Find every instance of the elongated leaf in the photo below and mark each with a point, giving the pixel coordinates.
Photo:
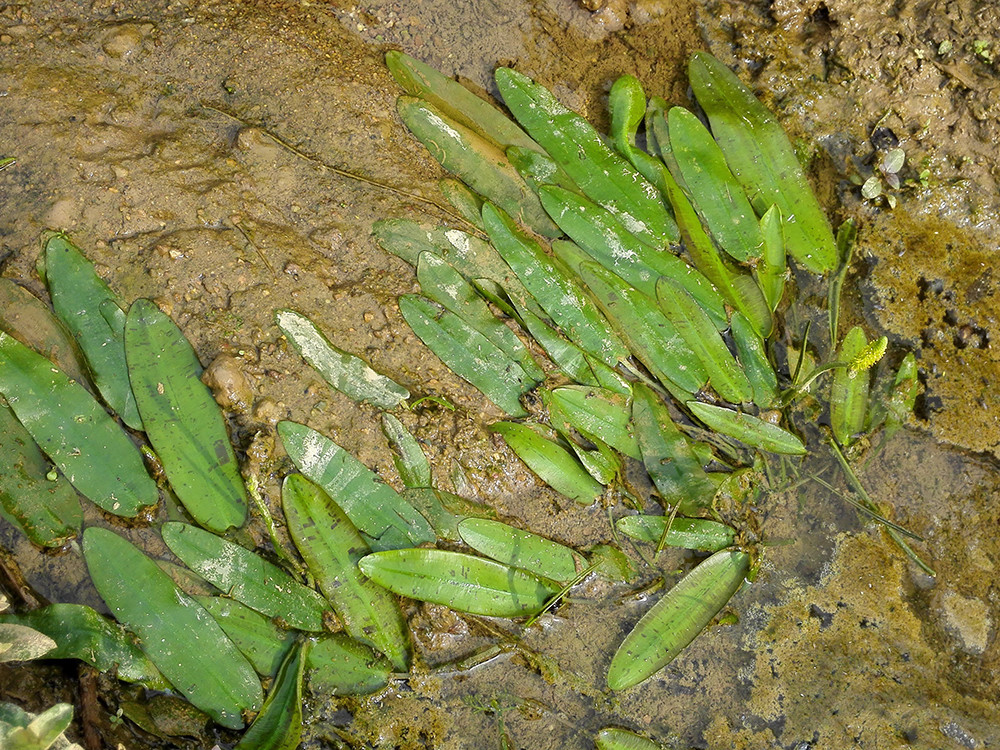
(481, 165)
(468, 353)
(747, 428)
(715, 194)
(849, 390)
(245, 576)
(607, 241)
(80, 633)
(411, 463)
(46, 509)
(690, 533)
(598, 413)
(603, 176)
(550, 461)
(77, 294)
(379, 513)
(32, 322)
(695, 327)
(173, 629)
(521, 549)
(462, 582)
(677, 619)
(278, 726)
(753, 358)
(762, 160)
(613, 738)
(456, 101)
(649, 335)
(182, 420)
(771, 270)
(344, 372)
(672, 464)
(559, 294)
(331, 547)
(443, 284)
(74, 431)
---
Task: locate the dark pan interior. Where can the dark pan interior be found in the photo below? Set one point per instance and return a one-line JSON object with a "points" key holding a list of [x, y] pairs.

#### Problem
Show each line of the records above that contains the word "instance", matching its case exactly.

#### Exercise answer
Find every instance of the elongated leaf in the photo below and mark each with a point, giving the pixel coordinates.
Task: locate the dark pan interior. Where can the dark pan interior be found in the photo below? Set one point per instance and return a one-line JSON object with a "points" key holding a list of [x, y] pairs.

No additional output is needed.